▸ **RECORDED DATA**:
↓

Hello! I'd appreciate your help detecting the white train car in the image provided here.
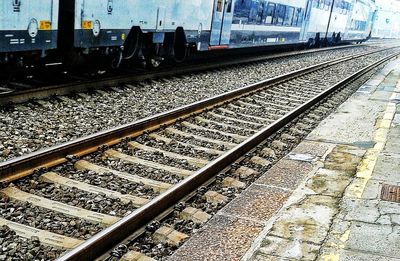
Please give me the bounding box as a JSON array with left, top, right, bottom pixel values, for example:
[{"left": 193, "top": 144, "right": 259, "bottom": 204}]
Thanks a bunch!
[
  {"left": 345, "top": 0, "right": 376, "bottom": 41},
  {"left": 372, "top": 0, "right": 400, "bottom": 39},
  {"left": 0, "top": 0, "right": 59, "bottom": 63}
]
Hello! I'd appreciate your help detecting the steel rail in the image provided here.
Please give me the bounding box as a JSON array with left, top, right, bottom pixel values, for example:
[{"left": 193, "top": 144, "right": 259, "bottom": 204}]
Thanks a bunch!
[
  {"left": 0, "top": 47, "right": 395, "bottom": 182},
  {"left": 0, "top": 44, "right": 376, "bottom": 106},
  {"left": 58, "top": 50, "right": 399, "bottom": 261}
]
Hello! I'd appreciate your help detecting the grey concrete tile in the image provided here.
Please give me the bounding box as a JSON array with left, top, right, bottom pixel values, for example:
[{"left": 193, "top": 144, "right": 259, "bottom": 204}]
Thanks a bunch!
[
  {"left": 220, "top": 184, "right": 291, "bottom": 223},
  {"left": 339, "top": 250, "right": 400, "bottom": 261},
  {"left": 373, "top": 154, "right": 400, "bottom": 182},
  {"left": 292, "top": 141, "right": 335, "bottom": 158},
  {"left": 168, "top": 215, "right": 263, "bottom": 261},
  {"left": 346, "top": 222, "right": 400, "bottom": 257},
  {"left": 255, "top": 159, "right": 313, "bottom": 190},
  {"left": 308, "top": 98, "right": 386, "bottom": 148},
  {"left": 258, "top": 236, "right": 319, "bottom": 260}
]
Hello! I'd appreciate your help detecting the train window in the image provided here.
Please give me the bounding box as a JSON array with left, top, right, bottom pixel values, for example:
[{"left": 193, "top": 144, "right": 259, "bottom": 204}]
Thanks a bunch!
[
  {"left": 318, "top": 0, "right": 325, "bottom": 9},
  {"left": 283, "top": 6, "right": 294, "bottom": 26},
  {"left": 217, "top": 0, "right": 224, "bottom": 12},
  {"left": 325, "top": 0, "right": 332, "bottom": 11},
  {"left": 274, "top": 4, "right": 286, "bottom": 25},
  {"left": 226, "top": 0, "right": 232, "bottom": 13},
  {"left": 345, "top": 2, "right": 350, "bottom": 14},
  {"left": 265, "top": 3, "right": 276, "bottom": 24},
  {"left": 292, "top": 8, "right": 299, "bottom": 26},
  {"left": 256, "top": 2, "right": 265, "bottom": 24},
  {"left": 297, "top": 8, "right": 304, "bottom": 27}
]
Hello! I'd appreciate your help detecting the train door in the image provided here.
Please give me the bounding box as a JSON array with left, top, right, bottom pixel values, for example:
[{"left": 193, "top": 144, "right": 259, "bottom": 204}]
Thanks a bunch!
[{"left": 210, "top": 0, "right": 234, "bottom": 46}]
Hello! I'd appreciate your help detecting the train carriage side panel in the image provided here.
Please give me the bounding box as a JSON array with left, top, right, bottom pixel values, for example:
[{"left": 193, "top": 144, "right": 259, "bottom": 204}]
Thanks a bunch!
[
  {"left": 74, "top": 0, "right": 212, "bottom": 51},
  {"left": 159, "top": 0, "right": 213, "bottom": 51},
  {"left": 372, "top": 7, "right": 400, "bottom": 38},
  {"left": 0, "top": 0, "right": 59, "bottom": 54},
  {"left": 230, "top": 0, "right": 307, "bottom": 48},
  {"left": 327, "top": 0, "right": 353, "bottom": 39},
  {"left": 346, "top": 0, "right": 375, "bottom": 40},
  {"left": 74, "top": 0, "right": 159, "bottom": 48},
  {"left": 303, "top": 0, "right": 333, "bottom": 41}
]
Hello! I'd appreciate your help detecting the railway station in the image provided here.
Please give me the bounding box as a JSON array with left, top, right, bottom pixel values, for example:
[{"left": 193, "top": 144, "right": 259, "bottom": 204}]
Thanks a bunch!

↑

▸ **TASK OBJECTIVE**:
Gather every line of the records above that contains the word "image" and copy each of those lines in full.

▸ **ANSWER BELOW**:
Hello! I'd appreciate your help detecting the white train car in the image provided here.
Hello! I'd appreciate your help detecting the steel rail in the image provided here.
Hello! I'd appreciate your help detecting the grey concrete tile in the image provided here.
Hello! I'd appreciate your help detecting the train window in the image provided here.
Hello! I'd appreciate your help detecting the train door in the image provided here.
Hello! I'd appreciate your help detecting the train carriage side panel in the image provided here.
Hello! I'd appreciate your help detecting the railway station in the image provided here.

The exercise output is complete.